◆ **EXCERPTED TEXT**:
━━━━━━━━━━━━━━━━━━━━

NASA studies ways to save on Mars trips

NASA is considering a plan to get around limited budgets set in Washington by stretching out missions to bring back samples from Mars, a researcher said Wednesday.

It may be possible to break down the complicated and expensive mission into three parts, said Steve Squyres, a Cornell University astronomer who leads the Mars Exploration Rover Mission.

“It makes the program more affordable because it strings out the cost over time,” Squyres told reporters in a telephone briefing. “It brings down the cost per year of doing such a thing.”

The space agency got an extra $6 billion in the latest federal budget, but President Obama has said it is time to abandon the pricey Constellation program to return astronauts to the moon and focus instead on Mars and nearby asteroids, and to use private contracts to support missions.

Squyres, speaking from a conference in Texas on the search for extraterrestrial life, said the new approach does not affect his team’s work studying Mars using robots.

━━━━━━━━━━━━━━━━━━━━

◆ **GIVEN DATA**:
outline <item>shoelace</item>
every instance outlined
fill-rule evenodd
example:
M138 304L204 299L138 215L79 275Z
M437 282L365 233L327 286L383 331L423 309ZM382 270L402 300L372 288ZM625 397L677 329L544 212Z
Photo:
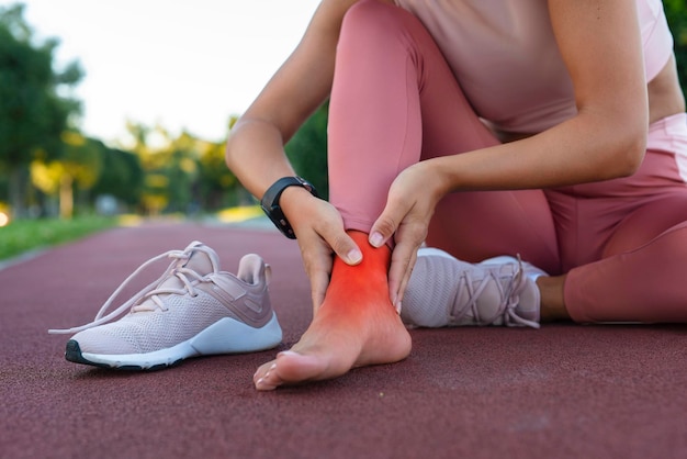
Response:
M474 281L472 279L470 271L462 272L455 294L458 295L458 292L460 292L461 289L464 288L468 291L469 301L468 301L468 304L462 307L462 310L457 311L458 309L455 306L457 301L455 299L453 300L453 307L451 310L451 316L453 317L453 321L455 323L459 323L459 321L465 316L468 311L471 311L473 314L473 317L475 317L475 320L480 324L483 324L483 325L492 325L494 324L494 322L496 322L498 317L504 317L505 323L515 322L520 325L539 328L540 326L539 323L537 323L536 321L528 321L527 318L522 318L516 313L516 307L519 301L519 296L516 293L517 293L518 287L520 286L522 281L522 276L523 276L522 261L520 260L519 255L518 255L518 270L513 276L513 279L508 283L506 289L503 288L499 277L495 273L495 269L492 269L492 268L488 269L488 276L482 279L482 281L480 282L476 289L474 288ZM483 320L480 316L480 311L477 309L477 299L480 298L482 292L484 292L484 289L486 289L486 287L489 284L489 281L492 280L496 283L498 288L498 292L502 298L502 303L499 304L497 313L494 315L492 321L488 323L483 323Z
M131 309L132 312L139 312L139 311L153 311L157 307L159 307L160 310L165 310L165 304L162 303L162 300L159 299L158 295L160 294L191 294L192 296L195 296L195 289L193 288L193 280L198 280L200 282L205 282L207 281L207 276L201 276L198 272L195 272L193 269L190 268L185 268L185 267L177 267L179 264L179 261L188 261L191 258L191 254L193 251L204 251L206 254L209 254L209 258L211 260L212 264L212 269L213 272L212 273L217 273L219 270L219 267L216 266L215 260L213 259L212 256L210 256L210 249L205 246L194 246L192 248L188 248L185 250L169 250L166 251L165 254L160 254L156 257L150 258L148 261L144 262L143 265L140 265L129 277L127 277L124 282L122 282L122 284L120 287L117 287L117 289L110 295L110 298L108 299L108 301L105 301L105 303L102 305L102 307L100 309L100 311L98 311L98 314L95 314L95 318L93 318L92 322L86 324L86 325L81 325L78 327L74 327L74 328L66 328L66 329L48 329L48 333L50 334L67 334L67 333L78 333L88 328L92 328L95 327L98 325L102 325L105 324L108 322L113 321L114 318L116 318L117 316L122 315L122 313L124 313L126 310ZM117 307L116 310L112 311L111 313L109 313L108 315L104 315L106 313L106 311L110 309L110 306L112 305L112 302L117 298L117 295L122 292L122 290L124 290L126 288L126 286L136 277L138 276L144 269L146 269L148 266L153 265L154 262L162 259L162 258L173 258L173 261L169 265L169 267L165 270L165 273L162 276L160 276L157 280L150 282L148 286L146 286L143 290L140 290L138 293L136 293L134 296L132 296L127 302L125 302L124 304L122 304L120 307ZM155 286L159 284L162 280L176 276L178 279L181 280L181 282L183 283L183 288L181 289L173 289L173 288L160 288L160 289L156 289ZM191 279L190 279L191 278ZM155 303L155 305L151 304L138 304L138 303L144 303L145 300L147 299L151 299L153 302Z

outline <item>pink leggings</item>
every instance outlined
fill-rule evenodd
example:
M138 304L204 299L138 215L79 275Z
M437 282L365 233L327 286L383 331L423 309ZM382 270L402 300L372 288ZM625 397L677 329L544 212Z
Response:
M404 168L497 143L415 16L373 0L351 8L328 146L330 200L347 228L370 231ZM473 262L520 254L567 273L565 304L576 322L687 322L687 186L676 161L676 153L687 157L685 116L652 125L651 145L667 147L647 150L630 178L447 195L427 244Z

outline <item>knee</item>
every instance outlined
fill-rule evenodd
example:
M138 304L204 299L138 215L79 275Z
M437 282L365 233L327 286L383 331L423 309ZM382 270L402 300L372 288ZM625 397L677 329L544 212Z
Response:
M341 34L350 31L359 36L370 31L382 33L397 30L404 25L407 15L409 13L394 4L379 0L361 0L346 12Z

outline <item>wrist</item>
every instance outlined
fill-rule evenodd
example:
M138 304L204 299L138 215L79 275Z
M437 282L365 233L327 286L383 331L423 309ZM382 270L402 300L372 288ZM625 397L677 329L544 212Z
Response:
M286 217L286 214L292 212L282 209L281 204L284 193L286 195L294 195L294 190L292 189L300 190L301 195L305 195L304 193L307 192L311 197L318 198L317 190L315 190L315 187L308 181L302 179L301 177L282 177L267 189L262 199L260 200L260 205L262 208L262 211L264 211L264 213L272 221L274 226L277 226L277 228L281 231L284 236L289 237L290 239L295 239L295 232L293 231L293 227L291 226L291 223ZM294 200L292 198L289 201ZM293 209L293 206L290 206L289 204L286 205L286 208Z

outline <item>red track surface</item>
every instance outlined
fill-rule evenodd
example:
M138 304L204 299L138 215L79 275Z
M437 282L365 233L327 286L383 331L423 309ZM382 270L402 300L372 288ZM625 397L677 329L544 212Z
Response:
M297 340L308 283L296 243L274 232L154 223L7 267L1 458L687 457L682 325L417 329L403 362L269 393L251 377L275 350L147 373L64 359L68 336L48 328L90 322L143 261L193 239L230 271L241 255L262 255L279 349Z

━━━━━━━━━━━━━━━━━━━━

◆ **WHAT THIS EXERCISE ASKS**:
• 1. According to the article on NASA saving money on Mars trips, why would splitting the sample-return mission into three parts make it more affordable? Answer in one to three sentences.
• 2. Can you repeat the part of the NASA Mars article starting at "NASA is considering" and ending at "Exploration Rover Mission.", word for word?
• 3. In the NASA Mars article, which university is Steve Squyres with?

◆ **RESULTS OF THE EXERCISE**:
• 1. Breaking the mission into three parts spreads its cost out over time. That lowers how much the program costs each year.

• 2.
NASA is considering a plan to get around limited budgets set in Washington by stretching out missions to bring back samples from Mars, a researcher said Wednesday.

It may be possible to break down the complicated and expensive mission into three parts, said Steve Squyres, a Cornell University astronomer who leads the Mars Exploration Rover Mission.

• 3. Cornell University.